Sans négliger évidemment l’importance de l’effort physique et de ses bienfaits connus sur le corps (entretien du système cardio-vasculaire, lutte contre les douleurs articulaires, aide au sommeil, à la régulation du transit, évacuation du stress, etc.). « Le corps est un outil formidable à exploiter, note le sociologue. Mais il est trop souvent mis entre parenthèses au quotidien. Ce retour à l’effort mesuré contribue à se sentir passionnément vivant une fois rentré. » Convaincus ? Alors en avant, marche !

Axel Kahn : "Marcher, c'est restructurer sa pensée"

# [EXERCICE BREF]
Reprenez l'extrait consacré à la marche à partir de sa dernière ligne et prolongez-le. Les entrées constituent un matériau indépendant de l'extrait.

(Quelques entrées)
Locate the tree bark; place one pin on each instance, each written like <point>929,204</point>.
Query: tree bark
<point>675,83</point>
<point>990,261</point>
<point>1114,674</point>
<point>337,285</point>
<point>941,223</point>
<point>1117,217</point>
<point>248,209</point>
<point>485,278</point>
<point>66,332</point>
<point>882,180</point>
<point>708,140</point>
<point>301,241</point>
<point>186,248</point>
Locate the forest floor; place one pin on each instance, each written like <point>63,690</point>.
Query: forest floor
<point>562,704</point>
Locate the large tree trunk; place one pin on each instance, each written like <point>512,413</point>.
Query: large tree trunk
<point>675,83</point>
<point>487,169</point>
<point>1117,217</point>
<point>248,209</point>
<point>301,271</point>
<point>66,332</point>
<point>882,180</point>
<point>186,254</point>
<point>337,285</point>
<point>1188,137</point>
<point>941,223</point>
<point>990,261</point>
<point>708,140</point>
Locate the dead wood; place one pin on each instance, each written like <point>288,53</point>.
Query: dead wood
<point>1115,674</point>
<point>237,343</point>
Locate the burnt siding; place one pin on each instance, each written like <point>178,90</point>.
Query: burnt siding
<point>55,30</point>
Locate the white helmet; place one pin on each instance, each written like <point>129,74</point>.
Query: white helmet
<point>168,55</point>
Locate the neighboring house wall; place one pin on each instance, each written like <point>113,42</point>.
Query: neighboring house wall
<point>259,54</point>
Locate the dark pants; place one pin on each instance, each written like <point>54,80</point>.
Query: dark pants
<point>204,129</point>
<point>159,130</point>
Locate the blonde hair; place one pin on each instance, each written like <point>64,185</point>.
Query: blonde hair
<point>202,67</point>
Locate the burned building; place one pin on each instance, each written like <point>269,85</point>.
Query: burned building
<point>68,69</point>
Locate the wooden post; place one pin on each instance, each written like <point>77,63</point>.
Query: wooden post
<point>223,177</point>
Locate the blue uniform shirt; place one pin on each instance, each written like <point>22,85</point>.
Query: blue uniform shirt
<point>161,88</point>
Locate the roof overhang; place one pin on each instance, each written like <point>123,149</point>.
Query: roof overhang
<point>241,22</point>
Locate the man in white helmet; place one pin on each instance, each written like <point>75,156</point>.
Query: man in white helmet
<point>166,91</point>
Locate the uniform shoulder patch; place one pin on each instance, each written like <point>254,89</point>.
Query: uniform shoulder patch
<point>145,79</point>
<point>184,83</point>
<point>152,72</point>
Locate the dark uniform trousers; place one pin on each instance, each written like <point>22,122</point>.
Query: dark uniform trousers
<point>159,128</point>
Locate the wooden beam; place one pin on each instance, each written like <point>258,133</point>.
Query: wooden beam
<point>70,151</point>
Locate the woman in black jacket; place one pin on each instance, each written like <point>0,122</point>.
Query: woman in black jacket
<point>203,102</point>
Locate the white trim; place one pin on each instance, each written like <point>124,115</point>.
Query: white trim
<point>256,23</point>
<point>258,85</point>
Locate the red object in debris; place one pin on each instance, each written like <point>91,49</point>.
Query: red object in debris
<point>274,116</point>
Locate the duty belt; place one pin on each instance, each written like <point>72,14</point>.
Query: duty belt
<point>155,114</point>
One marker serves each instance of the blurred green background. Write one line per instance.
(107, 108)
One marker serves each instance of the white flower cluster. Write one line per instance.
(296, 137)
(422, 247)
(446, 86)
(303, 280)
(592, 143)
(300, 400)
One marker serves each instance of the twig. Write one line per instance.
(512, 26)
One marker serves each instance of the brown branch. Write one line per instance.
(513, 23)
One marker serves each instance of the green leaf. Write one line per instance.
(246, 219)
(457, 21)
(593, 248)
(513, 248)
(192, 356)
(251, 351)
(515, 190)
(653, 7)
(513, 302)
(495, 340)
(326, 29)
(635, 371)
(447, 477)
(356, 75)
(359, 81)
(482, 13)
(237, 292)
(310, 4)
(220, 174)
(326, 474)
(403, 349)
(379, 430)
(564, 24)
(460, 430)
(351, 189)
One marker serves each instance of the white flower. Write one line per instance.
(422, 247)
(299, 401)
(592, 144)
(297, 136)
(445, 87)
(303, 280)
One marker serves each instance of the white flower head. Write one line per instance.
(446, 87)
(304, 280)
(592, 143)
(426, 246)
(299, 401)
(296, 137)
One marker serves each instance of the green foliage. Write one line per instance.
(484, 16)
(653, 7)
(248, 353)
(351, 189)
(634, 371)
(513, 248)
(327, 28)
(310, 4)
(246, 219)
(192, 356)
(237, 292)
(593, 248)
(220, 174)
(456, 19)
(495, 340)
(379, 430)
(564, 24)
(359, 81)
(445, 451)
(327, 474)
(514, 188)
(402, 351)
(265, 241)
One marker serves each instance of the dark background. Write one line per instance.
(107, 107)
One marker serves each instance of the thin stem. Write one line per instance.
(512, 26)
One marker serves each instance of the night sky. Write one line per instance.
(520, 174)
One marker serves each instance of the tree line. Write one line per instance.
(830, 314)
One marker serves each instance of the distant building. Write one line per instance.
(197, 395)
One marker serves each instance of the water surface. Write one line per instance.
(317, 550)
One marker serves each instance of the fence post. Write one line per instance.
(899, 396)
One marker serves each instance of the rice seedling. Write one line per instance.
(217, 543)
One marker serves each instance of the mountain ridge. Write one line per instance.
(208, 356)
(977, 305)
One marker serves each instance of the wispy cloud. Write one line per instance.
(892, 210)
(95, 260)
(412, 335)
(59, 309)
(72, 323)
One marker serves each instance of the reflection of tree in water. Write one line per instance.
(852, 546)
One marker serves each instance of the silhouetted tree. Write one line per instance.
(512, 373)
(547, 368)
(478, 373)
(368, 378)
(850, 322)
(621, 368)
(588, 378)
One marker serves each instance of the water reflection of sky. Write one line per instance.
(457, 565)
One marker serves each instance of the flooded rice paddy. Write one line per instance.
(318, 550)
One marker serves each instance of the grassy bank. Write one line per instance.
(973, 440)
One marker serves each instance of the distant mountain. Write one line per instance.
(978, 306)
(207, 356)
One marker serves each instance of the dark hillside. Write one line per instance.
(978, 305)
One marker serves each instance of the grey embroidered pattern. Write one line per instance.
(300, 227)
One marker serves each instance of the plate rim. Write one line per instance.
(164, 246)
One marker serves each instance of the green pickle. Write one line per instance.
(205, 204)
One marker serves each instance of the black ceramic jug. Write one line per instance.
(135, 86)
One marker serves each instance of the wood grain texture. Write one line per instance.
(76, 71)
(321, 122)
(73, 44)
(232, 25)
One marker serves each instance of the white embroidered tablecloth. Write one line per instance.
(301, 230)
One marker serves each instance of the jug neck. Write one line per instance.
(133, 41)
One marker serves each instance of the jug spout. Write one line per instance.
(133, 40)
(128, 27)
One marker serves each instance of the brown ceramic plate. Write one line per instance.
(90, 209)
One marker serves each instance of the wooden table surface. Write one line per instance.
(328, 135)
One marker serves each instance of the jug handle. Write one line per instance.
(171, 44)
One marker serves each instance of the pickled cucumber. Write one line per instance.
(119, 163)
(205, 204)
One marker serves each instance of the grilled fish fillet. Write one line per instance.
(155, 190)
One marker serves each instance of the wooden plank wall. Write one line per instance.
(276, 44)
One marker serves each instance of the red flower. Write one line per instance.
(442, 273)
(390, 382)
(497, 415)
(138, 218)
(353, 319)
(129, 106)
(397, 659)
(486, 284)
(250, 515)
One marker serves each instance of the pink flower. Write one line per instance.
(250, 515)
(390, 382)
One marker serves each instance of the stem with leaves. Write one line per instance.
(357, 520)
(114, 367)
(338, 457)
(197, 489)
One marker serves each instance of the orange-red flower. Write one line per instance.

# [RÉSULTAT ATTENDU]
« Petit déjà, je parcourais des kilomètres à pied dans la campagne, aux côtés de la paysanne qui m’a élevé. En grandissant, j’ai gardé cette habitude : j’ai beaucoup marché à travers la France, que je connais maintenant très bien. L’été, j’étais capable de parcourir 400 km, en autonomie complète sur une dizaine de jours. Pour moi, marcher n’est pas une activité, c’est une manière d’être. Aujourd’hui Parisien, je ne prends presque jamais les transports : ces 10 km par jour sont mon entraînement quotidien. J’ai fait des marches magnifiques dans ma vie, dont deux de plus de 2 000 km chacune. Le pied du Pic Carlit, dans les Pyrénées-Orientales, et le pied du Mont Gélas, dans les Alpes maritimes, sont des marches qui m’ont particulièrement marqué. Faisant notamment coexister la présence d’un endroit magnifique et celle d’une femme aimée. Le marcheur est dans la situation la plus propice au déploiement de l’émotion et de la pensée. Quand on peut penser sans discontinuer pendant sept à dix heures par jour, il est plus facile d’échantillonner ses souvenirs, d’avoir des intuitions philosophiques, de consolider des hypothèses. Marcher permet de restructurer sa pensée. Mon dernier livre a ainsi été pensé en chemin. »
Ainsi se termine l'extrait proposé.